About Svalbard Global Seed Vault:
The Svalbard Global Seed Vault, a gene bank built underground on the isolated Norwegian island in a permafrost zone some 1,000 kilometres from the North Pole, was opened in 2008 as a master backup to the world’s other seed banks, in case their deposits are lost.
- It is located on the Svalbard archipelago between mainland Norway and the North Pole.
- Conservationist Cary Fowler, in association with the Consultative Group on International Agricultural Research (CGIAR), started the vault to preserve a wide variety of plant seeds that are duplicate samples, or “spare” copies, of seeds held in gene banks worldwide.
- The seed vault is an attempt to insure against the loss of seeds in other genebanks during large-scale regional or global crises. The seed vault is managed under terms spelled out in a tripartite agreement between the Norwegian government, the Global Crop Diversity Trust (GCDT) and the Nordic Genetic Resource Center (NordGen).
- The Norwegian government entirely funded the vault’s construction.
Who will own the seeds in the SVALBARD GLOBAL SEED VAULT?
- Storing seeds in the vault is free to end users, with Norway and the Global Crop Diversity Trust paying for operational costs.
- Depositors will retain ownership rights over the seeds sent to the facility. The boxes with seeds will be sealed by the depositors and will not be distributed to or given access to by anyone other than the depositors.

▶ _Entries shown_:
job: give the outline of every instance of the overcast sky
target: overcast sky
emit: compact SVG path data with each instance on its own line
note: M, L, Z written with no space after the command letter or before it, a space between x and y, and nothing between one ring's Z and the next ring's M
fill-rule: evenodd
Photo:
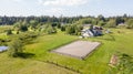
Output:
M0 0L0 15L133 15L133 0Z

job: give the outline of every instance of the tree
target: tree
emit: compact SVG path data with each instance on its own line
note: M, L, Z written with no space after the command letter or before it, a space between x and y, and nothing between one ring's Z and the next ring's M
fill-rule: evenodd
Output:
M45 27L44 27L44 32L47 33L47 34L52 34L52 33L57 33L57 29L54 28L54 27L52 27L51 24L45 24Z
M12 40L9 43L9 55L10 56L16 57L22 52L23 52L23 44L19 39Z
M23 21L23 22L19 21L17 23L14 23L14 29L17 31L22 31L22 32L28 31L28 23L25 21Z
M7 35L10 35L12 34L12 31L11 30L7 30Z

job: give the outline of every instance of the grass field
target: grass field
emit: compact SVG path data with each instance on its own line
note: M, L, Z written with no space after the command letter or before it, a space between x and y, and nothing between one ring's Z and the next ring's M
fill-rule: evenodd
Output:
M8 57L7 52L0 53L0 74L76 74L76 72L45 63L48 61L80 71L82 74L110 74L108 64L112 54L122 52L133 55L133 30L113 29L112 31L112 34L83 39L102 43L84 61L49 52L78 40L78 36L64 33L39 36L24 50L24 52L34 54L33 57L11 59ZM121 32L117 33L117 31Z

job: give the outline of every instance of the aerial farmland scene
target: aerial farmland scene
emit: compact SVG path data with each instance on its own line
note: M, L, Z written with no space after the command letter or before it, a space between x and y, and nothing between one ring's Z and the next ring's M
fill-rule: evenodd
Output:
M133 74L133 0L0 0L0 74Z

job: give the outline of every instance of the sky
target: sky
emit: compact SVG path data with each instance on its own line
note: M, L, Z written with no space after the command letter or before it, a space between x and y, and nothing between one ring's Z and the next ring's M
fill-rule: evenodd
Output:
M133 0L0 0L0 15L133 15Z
...
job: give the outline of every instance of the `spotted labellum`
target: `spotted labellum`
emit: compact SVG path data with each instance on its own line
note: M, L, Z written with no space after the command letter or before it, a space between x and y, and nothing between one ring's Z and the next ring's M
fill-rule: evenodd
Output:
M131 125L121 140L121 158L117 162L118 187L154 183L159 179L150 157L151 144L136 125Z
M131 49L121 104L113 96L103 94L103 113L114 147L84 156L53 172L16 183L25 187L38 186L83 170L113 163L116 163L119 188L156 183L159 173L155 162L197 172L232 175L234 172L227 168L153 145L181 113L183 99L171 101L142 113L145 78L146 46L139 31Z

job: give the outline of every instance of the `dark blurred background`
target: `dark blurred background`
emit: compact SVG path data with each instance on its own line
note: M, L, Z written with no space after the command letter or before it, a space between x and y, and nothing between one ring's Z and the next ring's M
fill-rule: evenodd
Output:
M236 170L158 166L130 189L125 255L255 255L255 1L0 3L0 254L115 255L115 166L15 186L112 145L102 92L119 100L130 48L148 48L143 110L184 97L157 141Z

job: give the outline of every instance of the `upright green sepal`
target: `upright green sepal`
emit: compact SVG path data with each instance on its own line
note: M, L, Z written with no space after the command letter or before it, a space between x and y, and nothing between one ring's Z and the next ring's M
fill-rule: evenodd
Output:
--
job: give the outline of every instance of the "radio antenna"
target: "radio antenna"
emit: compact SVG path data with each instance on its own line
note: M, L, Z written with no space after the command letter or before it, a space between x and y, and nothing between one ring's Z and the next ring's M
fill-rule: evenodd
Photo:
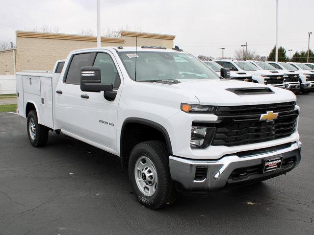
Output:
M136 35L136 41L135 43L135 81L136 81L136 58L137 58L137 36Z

▶ _Try it_: Write out the Svalbard Global Seed Vault text word for word, from "- The seed vault" up to and including "GLOBAL SEED VAULT?".

▶ _Result_:
- The seed vault is an attempt to insure against the loss of seeds in other genebanks during large-scale regional or global crises. The seed vault is managed under terms spelled out in a tripartite agreement between the Norwegian government, the Global Crop Diversity Trust (GCDT) and the Nordic Genetic Resource Center (NordGen).
- The Norwegian government entirely funded the vault’s construction.
Who will own the seeds in the SVALBARD GLOBAL SEED VAULT?